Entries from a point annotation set
— Start —

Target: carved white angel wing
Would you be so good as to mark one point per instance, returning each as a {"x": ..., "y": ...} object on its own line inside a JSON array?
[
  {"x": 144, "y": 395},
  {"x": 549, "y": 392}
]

— End —

▶ _PROBLEM_: Can you extract every one of the lines above and reproduce them verbatim?

▶ _REPLY TO THE EXERCISE_:
Target: carved white angel wing
Would you be so good as to mark one point per instance, returning each as a {"x": ..., "y": ...} object on its own line inside a JSON array?
[
  {"x": 144, "y": 395},
  {"x": 549, "y": 392}
]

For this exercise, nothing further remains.